#### [EXERCISE DETAILS]
Type the entries out again exactly as they read, but leave every picture behind.
======== ENTRIES SUPPLIED ========
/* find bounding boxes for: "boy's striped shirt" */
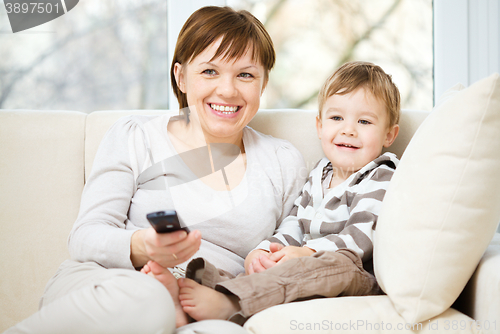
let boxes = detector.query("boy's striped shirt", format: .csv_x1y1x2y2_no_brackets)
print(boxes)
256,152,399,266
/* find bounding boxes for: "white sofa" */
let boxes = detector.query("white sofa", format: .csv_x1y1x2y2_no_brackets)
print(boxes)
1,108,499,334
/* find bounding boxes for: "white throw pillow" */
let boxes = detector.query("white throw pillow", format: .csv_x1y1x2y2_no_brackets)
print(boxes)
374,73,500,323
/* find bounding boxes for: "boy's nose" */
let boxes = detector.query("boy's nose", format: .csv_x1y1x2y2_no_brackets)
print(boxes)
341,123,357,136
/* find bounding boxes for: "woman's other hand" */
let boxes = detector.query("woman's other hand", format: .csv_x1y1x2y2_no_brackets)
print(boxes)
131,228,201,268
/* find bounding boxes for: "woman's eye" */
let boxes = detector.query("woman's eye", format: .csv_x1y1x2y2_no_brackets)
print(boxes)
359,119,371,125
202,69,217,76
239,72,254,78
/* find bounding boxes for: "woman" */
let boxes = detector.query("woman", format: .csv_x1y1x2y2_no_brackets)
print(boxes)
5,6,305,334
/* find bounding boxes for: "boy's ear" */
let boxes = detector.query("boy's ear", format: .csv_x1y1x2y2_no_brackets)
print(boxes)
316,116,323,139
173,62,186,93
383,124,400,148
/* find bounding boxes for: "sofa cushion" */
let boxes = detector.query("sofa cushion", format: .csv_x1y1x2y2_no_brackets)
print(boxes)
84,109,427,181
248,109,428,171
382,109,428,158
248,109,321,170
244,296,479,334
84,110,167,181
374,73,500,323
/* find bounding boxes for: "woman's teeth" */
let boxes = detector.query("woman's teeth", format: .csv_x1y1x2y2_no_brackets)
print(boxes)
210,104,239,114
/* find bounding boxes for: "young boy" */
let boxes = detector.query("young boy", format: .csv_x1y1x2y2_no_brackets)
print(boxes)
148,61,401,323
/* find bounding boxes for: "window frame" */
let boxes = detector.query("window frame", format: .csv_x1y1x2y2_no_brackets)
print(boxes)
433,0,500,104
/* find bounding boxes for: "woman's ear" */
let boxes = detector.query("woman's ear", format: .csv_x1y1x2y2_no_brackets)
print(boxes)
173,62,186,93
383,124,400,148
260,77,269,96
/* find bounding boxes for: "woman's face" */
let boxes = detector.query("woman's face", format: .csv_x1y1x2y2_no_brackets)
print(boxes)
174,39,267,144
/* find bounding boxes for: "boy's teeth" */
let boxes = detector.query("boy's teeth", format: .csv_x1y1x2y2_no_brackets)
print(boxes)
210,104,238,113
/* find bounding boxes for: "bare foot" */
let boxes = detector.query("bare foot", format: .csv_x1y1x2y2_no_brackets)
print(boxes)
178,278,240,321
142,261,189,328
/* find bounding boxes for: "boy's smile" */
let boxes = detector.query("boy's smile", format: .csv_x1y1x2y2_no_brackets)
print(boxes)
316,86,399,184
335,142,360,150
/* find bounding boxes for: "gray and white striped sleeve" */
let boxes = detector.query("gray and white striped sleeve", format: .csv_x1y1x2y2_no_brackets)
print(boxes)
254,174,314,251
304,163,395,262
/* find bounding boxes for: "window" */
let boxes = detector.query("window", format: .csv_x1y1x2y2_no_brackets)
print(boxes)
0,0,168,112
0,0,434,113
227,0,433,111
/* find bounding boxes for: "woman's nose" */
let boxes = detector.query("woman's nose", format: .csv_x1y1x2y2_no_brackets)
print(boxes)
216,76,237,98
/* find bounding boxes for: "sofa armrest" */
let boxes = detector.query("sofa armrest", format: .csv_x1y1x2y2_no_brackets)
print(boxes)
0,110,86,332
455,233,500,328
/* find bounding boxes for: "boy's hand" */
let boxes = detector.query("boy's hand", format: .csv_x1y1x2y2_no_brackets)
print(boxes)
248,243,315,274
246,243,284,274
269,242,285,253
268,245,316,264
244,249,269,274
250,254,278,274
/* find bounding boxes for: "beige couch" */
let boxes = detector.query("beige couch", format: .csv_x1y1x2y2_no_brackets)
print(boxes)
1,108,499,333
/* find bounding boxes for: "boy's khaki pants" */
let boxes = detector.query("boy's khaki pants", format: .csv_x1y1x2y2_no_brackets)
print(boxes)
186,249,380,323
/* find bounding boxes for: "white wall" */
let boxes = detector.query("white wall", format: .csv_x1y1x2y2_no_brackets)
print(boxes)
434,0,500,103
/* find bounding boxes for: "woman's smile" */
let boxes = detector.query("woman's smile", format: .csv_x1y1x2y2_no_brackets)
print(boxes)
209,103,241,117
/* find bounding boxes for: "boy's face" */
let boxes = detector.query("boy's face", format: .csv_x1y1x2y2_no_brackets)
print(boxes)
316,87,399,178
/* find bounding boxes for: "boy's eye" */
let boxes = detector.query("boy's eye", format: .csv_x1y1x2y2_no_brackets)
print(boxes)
========
#### [EXPECTED OUTPUT]
/* find bounding boxes for: "boy's striped shirt" */
let boxes = detector.query("boy's striped shirt", format: .csv_x1y1x2y2_no_brackets)
print(boxes)
256,152,399,266
/* find bounding boxes for: "white sofa" */
let boxes = detector.query("white sofa", format: .csv_x1y1x2y2_no_brackets)
print(boxes)
1,108,499,334
/* find bounding boxes for: "white throw pillow" */
let boxes = detector.query("white throw pillow", format: .csv_x1y1x2y2_no_brackets)
print(boxes)
374,73,500,323
/* find bounding boxes for: "boy's nose" */
let boxes = detector.query("boy's nose", format: .csv_x1y1x2y2_no_brackets)
print(boxes)
341,123,357,136
/* find bounding boxes for: "woman's other hand" */
let boxes = detector.query("woman's other hand", format: .csv_x1y1x2y2_no_brackets)
print(boxes)
131,228,201,268
/* find bounding boxes for: "woman's eye" */
let boxes = detector.query("woman's eye", format: .csv_x1y1x2y2_no_brackets)
print(boxes)
359,119,371,125
202,69,217,76
239,72,254,78
/* find bounding boxes for: "woman" */
let boxes = detector.query("woman", format: .csv_x1y1x2y2_no_brackets)
print(boxes)
5,6,305,334
/* find bounding boxes for: "boy's ear" */
let boxes = detector.query("boy's ear", format: .csv_x1y1x2y2_no_brackets)
print(boxes)
316,116,323,139
173,62,186,93
383,124,400,148
/* find bounding boxes for: "sofa cushion" */
let boxes = detector.query("sofa cushion", format: .csv_x1y1x2y2_no_brackets)
print(boxes)
84,109,427,181
248,109,428,171
382,109,428,158
248,109,321,170
244,296,479,334
84,110,167,181
374,73,500,323
/* find bounding boxes for: "woman's teeth" */
let boxes = detector.query("woman's teeth", format: .csv_x1y1x2y2_no_brackets)
print(boxes)
210,104,239,114
/* find bounding boxes for: "young boy" */
let boxes = detector.query("young boy", format: .csv_x1y1x2y2_no_brackets)
print(boxes)
148,61,401,323
/* find bounding boxes for: "window frame" */
let boxes = detector.query("window frame", format: .csv_x1y1x2y2_no_brackets)
print(boxes)
433,0,500,104
/* find bounding boxes for: "woman's ear" */
let boxes = detector.query("woman's ear", format: .csv_x1y1x2y2_no_brackets)
print(boxes)
173,62,186,93
383,124,400,148
260,77,269,96
/* find bounding boxes for: "woman's face" */
let boxes = detector.query("woman's face", format: .csv_x1y1x2y2_no_brackets)
print(boxes)
174,39,267,144
/* find bounding boxes for: "boy's teeth" */
let boxes = detector.query("boy's teeth", format: .csv_x1y1x2y2_no_brackets)
print(boxes)
210,104,238,113
/* find bounding boxes for: "bare foot" */
let boxes = detector.query("bare foot", format: .csv_x1y1x2y2_no_brackets)
print(boxes)
178,278,240,321
142,261,189,328
/* find bounding boxes for: "boy's smile" */
let boxes = detector.query("boy's smile", format: .csv_x1y1x2y2_no_brackets)
print(boxes)
316,86,399,184
335,142,360,150
/* find bounding boxes for: "gray and white striped sleeve" */
let boxes = detector.query("gray and white striped sleeve", format: .csv_x1y1x2y2_no_brackets)
print(boxes)
254,174,314,251
304,163,395,262
/* find bounding boxes for: "window" */
let boxes = detector.query("window", format: .csv_x1y1x2y2_no_brackets)
print(boxes)
0,0,168,112
0,0,434,113
227,0,433,111
/* find bounding boxes for: "woman's nose" */
let boxes = detector.query("woman's nose", format: .csv_x1y1x2y2_no_brackets)
print(boxes)
216,76,237,98
/* find bounding boxes for: "sofa armrest" */
let boxes = detector.query("sofa armrest", format: .csv_x1y1x2y2_no_brackets)
print(boxes)
0,110,86,332
455,233,500,328
/* find bounding boxes for: "boy's hand" */
let boxes = detector.query("boy's hand", format: .csv_x1y1x2y2_no_brackets)
print(boxes)
248,243,315,274
246,243,284,274
269,242,285,253
268,245,316,264
244,249,269,274
250,254,278,274
/* find bounding boxes for: "beige couch" */
let boxes = detector.query("beige couch", format: .csv_x1y1x2y2_no_brackets)
print(boxes)
1,108,499,333
/* find bounding boxes for: "boy's khaki pants" */
let boxes = detector.query("boy's khaki pants", format: .csv_x1y1x2y2_no_brackets)
print(boxes)
186,249,380,323
/* find bounding boxes for: "white wall" */
let boxes = detector.query("white wall", format: .csv_x1y1x2y2_no_brackets)
print(boxes)
434,0,500,103
/* find bounding boxes for: "woman's smile" */
let boxes = detector.query("woman's smile", format: .csv_x1y1x2y2_no_brackets)
print(boxes)
209,103,241,117
/* find bounding boxes for: "boy's face" */
let boxes = detector.query("boy's face", format: .csv_x1y1x2y2_no_brackets)
print(boxes)
316,87,399,178
/* find bounding boxes for: "boy's eye" */
let boxes = detector.query("boy's eye", format: .csv_x1y1x2y2_no_brackets)
print(boxes)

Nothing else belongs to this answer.